=== Materyal ===
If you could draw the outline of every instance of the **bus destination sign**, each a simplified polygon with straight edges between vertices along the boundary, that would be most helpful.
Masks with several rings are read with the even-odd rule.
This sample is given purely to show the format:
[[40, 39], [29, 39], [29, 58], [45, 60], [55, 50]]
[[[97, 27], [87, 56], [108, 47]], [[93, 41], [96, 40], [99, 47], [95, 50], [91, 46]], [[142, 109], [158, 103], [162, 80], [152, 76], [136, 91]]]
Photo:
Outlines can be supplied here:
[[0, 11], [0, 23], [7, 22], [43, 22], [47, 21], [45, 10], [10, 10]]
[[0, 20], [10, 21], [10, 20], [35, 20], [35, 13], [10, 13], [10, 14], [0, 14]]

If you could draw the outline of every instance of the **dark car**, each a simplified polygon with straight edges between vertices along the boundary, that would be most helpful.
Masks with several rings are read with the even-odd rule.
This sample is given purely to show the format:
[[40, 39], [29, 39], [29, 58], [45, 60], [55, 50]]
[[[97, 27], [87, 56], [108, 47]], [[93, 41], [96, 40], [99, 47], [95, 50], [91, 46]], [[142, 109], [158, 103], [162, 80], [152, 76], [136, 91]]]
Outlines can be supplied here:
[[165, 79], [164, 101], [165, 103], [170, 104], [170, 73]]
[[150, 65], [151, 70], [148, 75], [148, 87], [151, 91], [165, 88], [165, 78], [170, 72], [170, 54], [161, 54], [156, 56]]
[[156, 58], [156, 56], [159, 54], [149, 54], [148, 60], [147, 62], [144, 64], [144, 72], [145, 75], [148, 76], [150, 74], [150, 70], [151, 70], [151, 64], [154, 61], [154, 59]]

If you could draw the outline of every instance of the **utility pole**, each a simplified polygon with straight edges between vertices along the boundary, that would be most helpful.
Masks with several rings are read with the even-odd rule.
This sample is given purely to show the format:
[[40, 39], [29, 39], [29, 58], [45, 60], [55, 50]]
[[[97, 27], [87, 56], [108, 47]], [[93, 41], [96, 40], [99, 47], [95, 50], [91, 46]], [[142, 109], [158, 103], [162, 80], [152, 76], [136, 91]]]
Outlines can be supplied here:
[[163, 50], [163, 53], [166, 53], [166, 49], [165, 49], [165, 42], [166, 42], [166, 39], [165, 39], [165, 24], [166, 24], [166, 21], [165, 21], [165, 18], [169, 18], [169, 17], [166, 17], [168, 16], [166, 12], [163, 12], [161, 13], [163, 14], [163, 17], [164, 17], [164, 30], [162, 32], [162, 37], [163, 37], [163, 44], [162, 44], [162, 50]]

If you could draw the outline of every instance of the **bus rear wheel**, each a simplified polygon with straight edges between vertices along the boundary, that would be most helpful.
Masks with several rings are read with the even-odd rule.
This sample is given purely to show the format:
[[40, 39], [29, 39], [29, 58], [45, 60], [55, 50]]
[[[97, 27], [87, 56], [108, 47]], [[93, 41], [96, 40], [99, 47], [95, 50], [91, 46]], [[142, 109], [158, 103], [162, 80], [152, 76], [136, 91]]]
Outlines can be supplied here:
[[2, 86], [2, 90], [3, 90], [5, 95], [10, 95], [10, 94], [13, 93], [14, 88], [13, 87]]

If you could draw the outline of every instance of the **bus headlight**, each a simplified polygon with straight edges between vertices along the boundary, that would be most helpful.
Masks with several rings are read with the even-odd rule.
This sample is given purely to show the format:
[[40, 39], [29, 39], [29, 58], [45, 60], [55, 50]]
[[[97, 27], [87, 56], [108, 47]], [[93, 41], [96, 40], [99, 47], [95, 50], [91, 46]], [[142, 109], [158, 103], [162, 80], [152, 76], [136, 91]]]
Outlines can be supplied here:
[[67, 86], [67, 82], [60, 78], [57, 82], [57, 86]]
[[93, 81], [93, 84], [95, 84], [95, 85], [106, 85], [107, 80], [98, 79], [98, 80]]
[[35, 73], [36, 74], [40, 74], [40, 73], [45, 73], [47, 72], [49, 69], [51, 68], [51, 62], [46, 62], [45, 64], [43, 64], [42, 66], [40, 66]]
===
**Kısa Problem**: Yukarıdaki listenin tüm satırlarını hiçbir değişiklik yapmadan çıkarın.

**Eksiksiz Yanıt**:
If you could draw the outline of every instance of the **bus destination sign**, each a simplified polygon with straight edges between vertices along the boundary, that would be most helpful.
Masks with several rings are read with the even-odd rule.
This sample is given purely to show the format:
[[40, 39], [29, 39], [29, 58], [45, 60], [55, 50]]
[[[97, 27], [87, 56], [108, 47]], [[93, 41], [96, 40], [99, 47], [95, 50], [91, 46]], [[142, 109], [158, 103], [162, 80], [152, 76], [136, 91]]]
Photo:
Outlines can be supplied here:
[[0, 11], [0, 23], [7, 22], [43, 22], [47, 21], [45, 10], [10, 10]]
[[0, 20], [10, 21], [10, 20], [35, 20], [35, 13], [10, 13], [10, 14], [0, 14]]

If you could draw the outline of every instance of the **dark car**, each a simplified polygon with straight edges between vertices along the boundary, that would be most helpful.
Masks with several rings are read with the even-odd rule.
This sample is given purely to show the format:
[[40, 39], [29, 39], [29, 58], [45, 60], [55, 50]]
[[[97, 27], [87, 56], [108, 47]], [[93, 41], [96, 40], [99, 47], [95, 50], [91, 46]], [[142, 109], [158, 103], [162, 80], [152, 76], [136, 91]]]
Outlines can be supplied here:
[[165, 79], [164, 101], [165, 103], [170, 104], [170, 73]]
[[150, 65], [151, 70], [148, 75], [148, 87], [151, 91], [165, 88], [165, 78], [170, 72], [170, 54], [161, 54], [156, 56]]
[[156, 58], [156, 56], [159, 54], [149, 54], [148, 60], [147, 62], [144, 64], [144, 72], [145, 75], [148, 76], [150, 74], [150, 70], [151, 70], [151, 64], [154, 61], [154, 59]]

If you could draw the outline of every instance of the **utility pole**, each a simplified polygon with straight edges between vertices along the boundary, that would be most helpful.
Masks with several rings are read with the even-odd rule.
This sample is given purely to show the format:
[[40, 39], [29, 39], [29, 58], [45, 60], [55, 50]]
[[[97, 27], [87, 56], [108, 47]], [[93, 41], [96, 40], [99, 47], [95, 50], [91, 46]], [[142, 109], [158, 103], [162, 80], [152, 76], [136, 91]]]
Outlines can be supplied here:
[[163, 50], [163, 53], [166, 53], [166, 49], [165, 49], [165, 42], [166, 42], [166, 39], [165, 39], [165, 24], [166, 24], [166, 21], [165, 21], [165, 18], [169, 18], [169, 17], [166, 17], [168, 16], [166, 12], [163, 12], [161, 13], [163, 14], [163, 17], [164, 17], [164, 30], [162, 32], [162, 37], [163, 37], [163, 44], [162, 44], [162, 50]]

If you could draw the outline of every instance of the **bus rear wheel**, each a simplified polygon with straight edges between vertices along the boundary, that would be most helpful.
Masks with several rings are read with the even-odd rule.
This sample is given purely to show the format:
[[40, 39], [29, 39], [29, 58], [45, 60], [55, 50]]
[[[97, 27], [87, 56], [108, 47]], [[93, 41], [96, 40], [99, 47], [95, 50], [91, 46]], [[142, 109], [158, 103], [162, 80], [152, 76], [136, 91]]]
Outlines can be supplied here:
[[2, 86], [2, 90], [3, 90], [5, 95], [10, 95], [10, 94], [13, 93], [14, 88], [13, 87]]

If you could draw the outline of every instance of the **bus headlight**, each a simplified polygon with straight edges between vertices along the boundary, that would be most helpful.
Masks with several rings are read with the even-odd rule.
This sample is given purely to show the format:
[[40, 39], [29, 39], [29, 58], [45, 60], [55, 50]]
[[[97, 27], [87, 56], [108, 47]], [[93, 41], [96, 40], [99, 47], [95, 50], [91, 46]], [[142, 109], [158, 103], [162, 80], [152, 76], [136, 91]]]
Outlines can be supplied here:
[[67, 86], [67, 82], [60, 78], [57, 82], [57, 86]]
[[93, 81], [93, 84], [95, 84], [95, 85], [106, 85], [107, 80], [98, 79], [98, 80]]
[[35, 73], [36, 74], [40, 74], [40, 73], [45, 73], [47, 72], [49, 69], [51, 68], [51, 62], [46, 62], [45, 64], [43, 64], [42, 66], [40, 66]]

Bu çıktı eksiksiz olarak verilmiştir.